TASK PROMPT -> Could you restate the entries below word for word?

** DATA TO EXAMINE follows **

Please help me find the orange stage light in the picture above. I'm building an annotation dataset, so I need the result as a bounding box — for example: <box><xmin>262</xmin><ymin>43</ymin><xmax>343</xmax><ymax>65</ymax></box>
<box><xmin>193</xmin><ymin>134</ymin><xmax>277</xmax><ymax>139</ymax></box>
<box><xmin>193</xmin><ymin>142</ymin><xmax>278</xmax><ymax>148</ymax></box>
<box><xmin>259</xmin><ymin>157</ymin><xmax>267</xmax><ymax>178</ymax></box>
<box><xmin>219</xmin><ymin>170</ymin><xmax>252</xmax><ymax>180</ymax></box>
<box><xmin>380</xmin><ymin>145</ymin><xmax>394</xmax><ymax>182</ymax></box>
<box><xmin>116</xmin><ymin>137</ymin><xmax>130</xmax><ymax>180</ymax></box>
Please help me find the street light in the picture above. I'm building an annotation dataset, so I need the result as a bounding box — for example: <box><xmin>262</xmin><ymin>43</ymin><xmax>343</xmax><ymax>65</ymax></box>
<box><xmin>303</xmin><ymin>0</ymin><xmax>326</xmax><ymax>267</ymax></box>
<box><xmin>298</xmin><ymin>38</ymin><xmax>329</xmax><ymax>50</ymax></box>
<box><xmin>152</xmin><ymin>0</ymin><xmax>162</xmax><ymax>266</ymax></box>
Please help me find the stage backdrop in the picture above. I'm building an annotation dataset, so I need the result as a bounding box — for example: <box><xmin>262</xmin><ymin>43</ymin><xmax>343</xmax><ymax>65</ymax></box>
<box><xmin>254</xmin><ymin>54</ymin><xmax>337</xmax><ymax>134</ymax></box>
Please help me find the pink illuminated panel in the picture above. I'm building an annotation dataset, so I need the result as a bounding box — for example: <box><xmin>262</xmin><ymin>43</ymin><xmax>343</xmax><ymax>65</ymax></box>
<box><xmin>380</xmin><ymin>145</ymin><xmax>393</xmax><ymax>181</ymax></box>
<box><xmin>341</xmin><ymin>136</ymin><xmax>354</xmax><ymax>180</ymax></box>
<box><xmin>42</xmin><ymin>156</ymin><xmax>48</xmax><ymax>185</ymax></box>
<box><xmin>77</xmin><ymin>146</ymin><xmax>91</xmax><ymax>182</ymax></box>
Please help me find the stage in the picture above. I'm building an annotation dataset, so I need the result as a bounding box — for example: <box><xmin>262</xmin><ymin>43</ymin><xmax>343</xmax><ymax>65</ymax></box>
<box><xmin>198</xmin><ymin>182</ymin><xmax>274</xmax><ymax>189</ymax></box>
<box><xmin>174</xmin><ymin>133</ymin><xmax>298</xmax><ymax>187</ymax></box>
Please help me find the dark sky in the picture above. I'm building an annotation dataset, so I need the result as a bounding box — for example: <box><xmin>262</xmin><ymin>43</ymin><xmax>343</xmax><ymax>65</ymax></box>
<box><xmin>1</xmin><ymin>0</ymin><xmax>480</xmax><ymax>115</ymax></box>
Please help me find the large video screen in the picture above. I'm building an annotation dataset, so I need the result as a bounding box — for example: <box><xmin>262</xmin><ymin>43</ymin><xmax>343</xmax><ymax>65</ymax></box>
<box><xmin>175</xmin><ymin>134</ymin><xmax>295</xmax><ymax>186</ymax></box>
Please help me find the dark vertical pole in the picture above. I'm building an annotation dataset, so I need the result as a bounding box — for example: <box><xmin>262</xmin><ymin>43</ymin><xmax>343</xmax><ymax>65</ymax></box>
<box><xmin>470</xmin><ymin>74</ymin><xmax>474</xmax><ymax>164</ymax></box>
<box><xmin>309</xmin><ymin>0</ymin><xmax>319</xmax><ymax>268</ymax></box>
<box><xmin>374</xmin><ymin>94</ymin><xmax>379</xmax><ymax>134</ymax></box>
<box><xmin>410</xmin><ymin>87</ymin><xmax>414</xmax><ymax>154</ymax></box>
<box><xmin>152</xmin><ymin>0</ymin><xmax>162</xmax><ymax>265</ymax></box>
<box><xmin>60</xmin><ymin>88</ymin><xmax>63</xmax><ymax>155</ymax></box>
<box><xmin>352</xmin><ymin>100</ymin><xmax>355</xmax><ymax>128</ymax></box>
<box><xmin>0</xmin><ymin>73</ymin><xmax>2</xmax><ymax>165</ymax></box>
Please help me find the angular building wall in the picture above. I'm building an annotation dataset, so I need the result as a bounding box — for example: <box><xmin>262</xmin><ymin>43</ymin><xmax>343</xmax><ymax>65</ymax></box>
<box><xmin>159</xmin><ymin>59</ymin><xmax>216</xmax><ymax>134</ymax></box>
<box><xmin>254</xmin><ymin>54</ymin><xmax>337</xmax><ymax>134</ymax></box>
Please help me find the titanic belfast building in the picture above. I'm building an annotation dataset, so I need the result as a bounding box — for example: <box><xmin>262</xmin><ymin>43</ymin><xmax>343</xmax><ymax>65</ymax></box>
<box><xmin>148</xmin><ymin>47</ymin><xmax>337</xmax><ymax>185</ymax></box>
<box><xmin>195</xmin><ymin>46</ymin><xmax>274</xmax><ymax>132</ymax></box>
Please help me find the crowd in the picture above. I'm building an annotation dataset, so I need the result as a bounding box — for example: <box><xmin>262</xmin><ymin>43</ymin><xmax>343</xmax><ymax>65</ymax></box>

** End of DATA TO EXAMINE **

EXERCISE OUTPUT ->
Please help me find the orange stage light in the picture above. I'm building an annotation dataset, so I need the result as a bounding box — for example: <box><xmin>262</xmin><ymin>43</ymin><xmax>343</xmax><ymax>65</ymax></box>
<box><xmin>193</xmin><ymin>134</ymin><xmax>277</xmax><ymax>139</ymax></box>
<box><xmin>193</xmin><ymin>142</ymin><xmax>278</xmax><ymax>148</ymax></box>
<box><xmin>259</xmin><ymin>157</ymin><xmax>267</xmax><ymax>178</ymax></box>
<box><xmin>219</xmin><ymin>170</ymin><xmax>252</xmax><ymax>180</ymax></box>
<box><xmin>380</xmin><ymin>145</ymin><xmax>394</xmax><ymax>182</ymax></box>
<box><xmin>116</xmin><ymin>137</ymin><xmax>130</xmax><ymax>180</ymax></box>
Please help me find the street light in the picture above. I'm building an annotation dataset, so I need the result as a bounding box — for example: <box><xmin>262</xmin><ymin>43</ymin><xmax>343</xmax><ymax>65</ymax></box>
<box><xmin>303</xmin><ymin>0</ymin><xmax>326</xmax><ymax>267</ymax></box>
<box><xmin>298</xmin><ymin>38</ymin><xmax>329</xmax><ymax>50</ymax></box>
<box><xmin>152</xmin><ymin>0</ymin><xmax>162</xmax><ymax>266</ymax></box>
Please help me find the stage backdrop in the picture above. I'm building an annotation dataset, so I need the result as a bounding box — for example: <box><xmin>262</xmin><ymin>43</ymin><xmax>343</xmax><ymax>65</ymax></box>
<box><xmin>254</xmin><ymin>54</ymin><xmax>337</xmax><ymax>134</ymax></box>
Please help me find the pink illuminated panel in the picture above. I'm building an annotation dataset, so I need the result as a bounding box — for example: <box><xmin>262</xmin><ymin>43</ymin><xmax>343</xmax><ymax>65</ymax></box>
<box><xmin>380</xmin><ymin>145</ymin><xmax>393</xmax><ymax>181</ymax></box>
<box><xmin>341</xmin><ymin>136</ymin><xmax>354</xmax><ymax>180</ymax></box>
<box><xmin>42</xmin><ymin>156</ymin><xmax>48</xmax><ymax>185</ymax></box>
<box><xmin>77</xmin><ymin>146</ymin><xmax>91</xmax><ymax>182</ymax></box>
Please help me find the stage in the picture above. I'm building an annotation dataset, so I need the result as a bounding box — for example: <box><xmin>262</xmin><ymin>43</ymin><xmax>343</xmax><ymax>65</ymax></box>
<box><xmin>198</xmin><ymin>182</ymin><xmax>274</xmax><ymax>189</ymax></box>
<box><xmin>174</xmin><ymin>133</ymin><xmax>298</xmax><ymax>187</ymax></box>
Please help me find the dark sky in the picture above. I'm building an annotation dataset, so I need the result as a bounding box — for example: <box><xmin>262</xmin><ymin>43</ymin><xmax>343</xmax><ymax>65</ymax></box>
<box><xmin>1</xmin><ymin>0</ymin><xmax>480</xmax><ymax>115</ymax></box>
Please help me find the large video screen in the picture above. I'm building an annotation dataset, so I need the result as a bounding box — for example: <box><xmin>262</xmin><ymin>43</ymin><xmax>343</xmax><ymax>65</ymax></box>
<box><xmin>175</xmin><ymin>134</ymin><xmax>295</xmax><ymax>186</ymax></box>
Please help me find the dark vertical pole in the picture above. I'm building an annotation dataset, so I need the result as a bounding box — for example: <box><xmin>262</xmin><ymin>43</ymin><xmax>343</xmax><ymax>65</ymax></box>
<box><xmin>470</xmin><ymin>74</ymin><xmax>474</xmax><ymax>164</ymax></box>
<box><xmin>309</xmin><ymin>0</ymin><xmax>319</xmax><ymax>268</ymax></box>
<box><xmin>374</xmin><ymin>94</ymin><xmax>379</xmax><ymax>134</ymax></box>
<box><xmin>410</xmin><ymin>87</ymin><xmax>414</xmax><ymax>154</ymax></box>
<box><xmin>152</xmin><ymin>0</ymin><xmax>162</xmax><ymax>265</ymax></box>
<box><xmin>60</xmin><ymin>88</ymin><xmax>63</xmax><ymax>155</ymax></box>
<box><xmin>352</xmin><ymin>100</ymin><xmax>355</xmax><ymax>128</ymax></box>
<box><xmin>0</xmin><ymin>73</ymin><xmax>2</xmax><ymax>165</ymax></box>
Please help me find the angular building wall in the picture above. I'm building an annotation dataset, so I need the result as a bounding box — for example: <box><xmin>262</xmin><ymin>43</ymin><xmax>343</xmax><ymax>65</ymax></box>
<box><xmin>159</xmin><ymin>59</ymin><xmax>216</xmax><ymax>134</ymax></box>
<box><xmin>254</xmin><ymin>54</ymin><xmax>337</xmax><ymax>134</ymax></box>
Please help me find the titanic belfast building in the picture above. I'm building an annotation dataset, so I need the result as a bounding box — for example: <box><xmin>262</xmin><ymin>43</ymin><xmax>343</xmax><ymax>65</ymax></box>
<box><xmin>148</xmin><ymin>47</ymin><xmax>337</xmax><ymax>185</ymax></box>
<box><xmin>195</xmin><ymin>46</ymin><xmax>274</xmax><ymax>132</ymax></box>
Please help me find the crowd in the picture above. I'm building an annotation dataset, so I need the result as a bounding box — for example: <box><xmin>262</xmin><ymin>43</ymin><xmax>343</xmax><ymax>65</ymax></box>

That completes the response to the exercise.